Write out, from the entries below, exactly the lines that run between the lines holding "Put one point on each instance of the yellow" and "Put one point on each instance of the eye.", inclusive, and stop there.

Top of THE DATA

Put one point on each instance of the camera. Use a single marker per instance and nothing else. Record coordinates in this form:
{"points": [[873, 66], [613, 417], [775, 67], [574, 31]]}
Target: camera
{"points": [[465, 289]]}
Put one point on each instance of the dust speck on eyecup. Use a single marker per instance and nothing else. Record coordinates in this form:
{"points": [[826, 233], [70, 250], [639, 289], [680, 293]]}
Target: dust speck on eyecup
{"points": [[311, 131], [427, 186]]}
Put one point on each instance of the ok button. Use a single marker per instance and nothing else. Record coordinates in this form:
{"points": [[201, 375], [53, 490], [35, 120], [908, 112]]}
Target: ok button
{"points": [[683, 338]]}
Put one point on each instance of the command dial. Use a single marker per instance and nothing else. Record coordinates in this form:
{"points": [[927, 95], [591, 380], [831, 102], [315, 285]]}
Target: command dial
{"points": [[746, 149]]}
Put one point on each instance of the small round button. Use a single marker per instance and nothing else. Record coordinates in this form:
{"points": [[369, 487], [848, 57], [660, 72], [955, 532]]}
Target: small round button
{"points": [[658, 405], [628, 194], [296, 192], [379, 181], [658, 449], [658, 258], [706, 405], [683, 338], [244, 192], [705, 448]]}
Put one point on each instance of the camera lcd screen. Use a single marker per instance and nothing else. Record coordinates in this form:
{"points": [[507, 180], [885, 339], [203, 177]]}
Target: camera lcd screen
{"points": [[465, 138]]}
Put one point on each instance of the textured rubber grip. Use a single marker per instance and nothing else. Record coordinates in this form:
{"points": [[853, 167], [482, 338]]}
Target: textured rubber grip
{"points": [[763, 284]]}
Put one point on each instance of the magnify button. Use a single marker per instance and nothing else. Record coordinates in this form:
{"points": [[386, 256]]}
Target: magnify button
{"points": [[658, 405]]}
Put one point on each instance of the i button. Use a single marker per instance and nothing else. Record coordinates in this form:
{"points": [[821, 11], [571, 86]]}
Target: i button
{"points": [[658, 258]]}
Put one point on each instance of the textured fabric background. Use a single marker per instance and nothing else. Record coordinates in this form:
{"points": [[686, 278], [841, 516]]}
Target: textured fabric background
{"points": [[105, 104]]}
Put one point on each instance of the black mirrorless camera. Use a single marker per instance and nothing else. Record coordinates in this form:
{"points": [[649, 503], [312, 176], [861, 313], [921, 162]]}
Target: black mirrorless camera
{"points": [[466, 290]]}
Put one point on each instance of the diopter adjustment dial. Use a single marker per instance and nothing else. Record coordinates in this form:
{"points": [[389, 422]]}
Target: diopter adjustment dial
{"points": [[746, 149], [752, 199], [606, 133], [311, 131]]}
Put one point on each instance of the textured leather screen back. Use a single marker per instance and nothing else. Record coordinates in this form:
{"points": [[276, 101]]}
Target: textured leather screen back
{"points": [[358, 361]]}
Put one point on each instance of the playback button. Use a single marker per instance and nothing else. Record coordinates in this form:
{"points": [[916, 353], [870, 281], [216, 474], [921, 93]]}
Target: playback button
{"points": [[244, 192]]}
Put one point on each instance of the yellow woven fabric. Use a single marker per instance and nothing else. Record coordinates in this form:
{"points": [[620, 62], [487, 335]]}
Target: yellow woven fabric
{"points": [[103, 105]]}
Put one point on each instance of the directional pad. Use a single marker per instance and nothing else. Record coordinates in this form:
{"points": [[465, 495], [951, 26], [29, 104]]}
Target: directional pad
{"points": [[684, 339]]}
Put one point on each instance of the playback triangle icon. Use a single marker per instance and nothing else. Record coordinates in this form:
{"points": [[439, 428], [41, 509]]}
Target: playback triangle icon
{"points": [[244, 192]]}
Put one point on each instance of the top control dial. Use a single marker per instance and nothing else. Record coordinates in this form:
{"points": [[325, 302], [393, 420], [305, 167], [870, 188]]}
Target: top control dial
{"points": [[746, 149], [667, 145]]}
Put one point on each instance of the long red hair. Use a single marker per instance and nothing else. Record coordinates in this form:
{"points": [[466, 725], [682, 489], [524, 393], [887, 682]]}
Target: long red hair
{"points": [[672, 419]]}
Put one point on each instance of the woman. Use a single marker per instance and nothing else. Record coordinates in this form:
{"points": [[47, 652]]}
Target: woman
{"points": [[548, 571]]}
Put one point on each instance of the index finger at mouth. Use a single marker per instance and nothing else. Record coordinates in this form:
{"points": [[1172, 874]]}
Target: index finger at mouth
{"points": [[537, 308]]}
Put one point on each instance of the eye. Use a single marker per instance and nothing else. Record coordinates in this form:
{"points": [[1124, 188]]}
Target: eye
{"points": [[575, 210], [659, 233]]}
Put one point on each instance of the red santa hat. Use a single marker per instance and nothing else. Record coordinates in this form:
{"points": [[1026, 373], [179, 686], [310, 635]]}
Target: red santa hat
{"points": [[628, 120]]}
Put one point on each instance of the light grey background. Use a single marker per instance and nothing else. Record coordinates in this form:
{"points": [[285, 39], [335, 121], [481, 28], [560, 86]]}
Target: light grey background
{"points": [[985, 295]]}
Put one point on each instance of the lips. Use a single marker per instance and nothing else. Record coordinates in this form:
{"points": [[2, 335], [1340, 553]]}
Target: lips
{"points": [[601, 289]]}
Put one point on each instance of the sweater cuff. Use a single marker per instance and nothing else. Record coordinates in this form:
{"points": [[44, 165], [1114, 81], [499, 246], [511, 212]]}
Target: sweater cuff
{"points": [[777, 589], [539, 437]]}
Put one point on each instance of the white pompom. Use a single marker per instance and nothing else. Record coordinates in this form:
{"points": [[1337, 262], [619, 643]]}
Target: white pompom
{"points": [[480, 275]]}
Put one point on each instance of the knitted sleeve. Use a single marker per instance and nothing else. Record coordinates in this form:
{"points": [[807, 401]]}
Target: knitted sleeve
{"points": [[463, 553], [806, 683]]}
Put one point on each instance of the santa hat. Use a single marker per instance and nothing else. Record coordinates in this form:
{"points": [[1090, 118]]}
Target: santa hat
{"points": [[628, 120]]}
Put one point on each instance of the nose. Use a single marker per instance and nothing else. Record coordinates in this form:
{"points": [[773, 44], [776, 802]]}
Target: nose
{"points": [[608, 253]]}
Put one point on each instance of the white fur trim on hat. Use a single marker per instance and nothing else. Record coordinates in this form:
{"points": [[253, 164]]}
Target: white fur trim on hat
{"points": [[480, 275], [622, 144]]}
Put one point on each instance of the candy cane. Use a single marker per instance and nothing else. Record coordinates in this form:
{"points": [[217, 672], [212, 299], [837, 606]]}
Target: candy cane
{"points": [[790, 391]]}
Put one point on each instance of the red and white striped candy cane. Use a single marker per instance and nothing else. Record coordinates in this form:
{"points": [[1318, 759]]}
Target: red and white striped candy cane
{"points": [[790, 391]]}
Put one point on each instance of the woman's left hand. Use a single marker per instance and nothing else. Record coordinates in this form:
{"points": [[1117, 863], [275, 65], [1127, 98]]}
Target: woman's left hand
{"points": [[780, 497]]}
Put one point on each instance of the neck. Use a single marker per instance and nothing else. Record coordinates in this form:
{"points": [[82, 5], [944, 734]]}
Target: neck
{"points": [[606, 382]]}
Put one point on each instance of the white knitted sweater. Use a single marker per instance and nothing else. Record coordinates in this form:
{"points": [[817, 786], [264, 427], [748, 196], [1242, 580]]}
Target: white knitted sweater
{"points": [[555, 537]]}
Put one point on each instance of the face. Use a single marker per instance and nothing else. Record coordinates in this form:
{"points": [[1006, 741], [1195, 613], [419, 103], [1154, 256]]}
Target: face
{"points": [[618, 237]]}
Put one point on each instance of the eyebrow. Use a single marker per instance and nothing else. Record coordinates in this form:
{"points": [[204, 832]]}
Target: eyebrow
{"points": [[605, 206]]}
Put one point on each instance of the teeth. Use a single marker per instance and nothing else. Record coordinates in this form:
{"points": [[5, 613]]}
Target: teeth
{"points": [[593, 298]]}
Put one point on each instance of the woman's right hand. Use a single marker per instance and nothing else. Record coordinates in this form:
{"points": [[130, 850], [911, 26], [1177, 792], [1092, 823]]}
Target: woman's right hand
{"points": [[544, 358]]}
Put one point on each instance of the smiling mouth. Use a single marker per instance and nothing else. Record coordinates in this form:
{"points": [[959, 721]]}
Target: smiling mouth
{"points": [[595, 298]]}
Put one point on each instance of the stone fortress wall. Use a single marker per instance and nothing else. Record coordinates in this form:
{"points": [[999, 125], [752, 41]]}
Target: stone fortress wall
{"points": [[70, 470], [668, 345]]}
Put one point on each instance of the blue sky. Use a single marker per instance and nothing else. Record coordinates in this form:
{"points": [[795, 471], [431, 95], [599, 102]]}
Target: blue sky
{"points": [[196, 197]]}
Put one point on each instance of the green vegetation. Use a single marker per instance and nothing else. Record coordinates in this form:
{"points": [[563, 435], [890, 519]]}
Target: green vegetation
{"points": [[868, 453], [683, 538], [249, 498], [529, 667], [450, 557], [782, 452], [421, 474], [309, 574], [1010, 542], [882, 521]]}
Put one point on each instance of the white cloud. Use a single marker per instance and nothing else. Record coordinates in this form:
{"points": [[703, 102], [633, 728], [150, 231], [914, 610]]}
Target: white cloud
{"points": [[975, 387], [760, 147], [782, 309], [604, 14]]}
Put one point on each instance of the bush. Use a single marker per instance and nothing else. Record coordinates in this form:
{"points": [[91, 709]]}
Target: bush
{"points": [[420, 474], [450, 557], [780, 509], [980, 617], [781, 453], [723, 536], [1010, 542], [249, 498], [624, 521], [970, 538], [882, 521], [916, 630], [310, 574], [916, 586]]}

Bottom of THE DATA

* YOUR RESPONSE
Put one point on each instance of the yellow woven fabric. Use a single marker per instance and nothing else. Record coordinates in this form:
{"points": [[620, 62], [487, 335]]}
Target: yellow woven fabric
{"points": [[103, 105]]}
Put one point on each instance of the directional pad. Use a single marker per instance and nothing else. Record coordinates in this form:
{"points": [[465, 495], [951, 26], [29, 104]]}
Target: directional pad
{"points": [[684, 339]]}
Put one point on each instance of the playback triangle icon. Use a single marker per instance and nothing else. Record coordinates in this form:
{"points": [[439, 428], [41, 509]]}
Target: playback triangle icon
{"points": [[244, 192]]}
Put one point on each instance of the top control dial. Use a single marker per instance and nothing else. Record coordinates in this form:
{"points": [[325, 302], [393, 420], [305, 167], [870, 188]]}
Target: top control dial
{"points": [[746, 149], [667, 145]]}
Put one point on each instance of the long red hair. Use a single marker per instance and nothing else. Record coordinates in this form:
{"points": [[466, 725], [682, 489], [524, 393], [887, 682]]}
Target: long red hair
{"points": [[672, 419]]}
Put one point on each instance of the woman. Use a single marker per instance and nothing else. Record coordinates in this form:
{"points": [[47, 652]]}
Target: woman
{"points": [[548, 571]]}
Put one point on each instance of the index finger at mouth. Use a single marker per instance and nothing else. Record coordinates in this form:
{"points": [[1172, 874]]}
Target: index finger at mouth
{"points": [[537, 308]]}
Put one point on each instance of the eye. Use a single marker per instance and nothing else. Record coordinates in this form:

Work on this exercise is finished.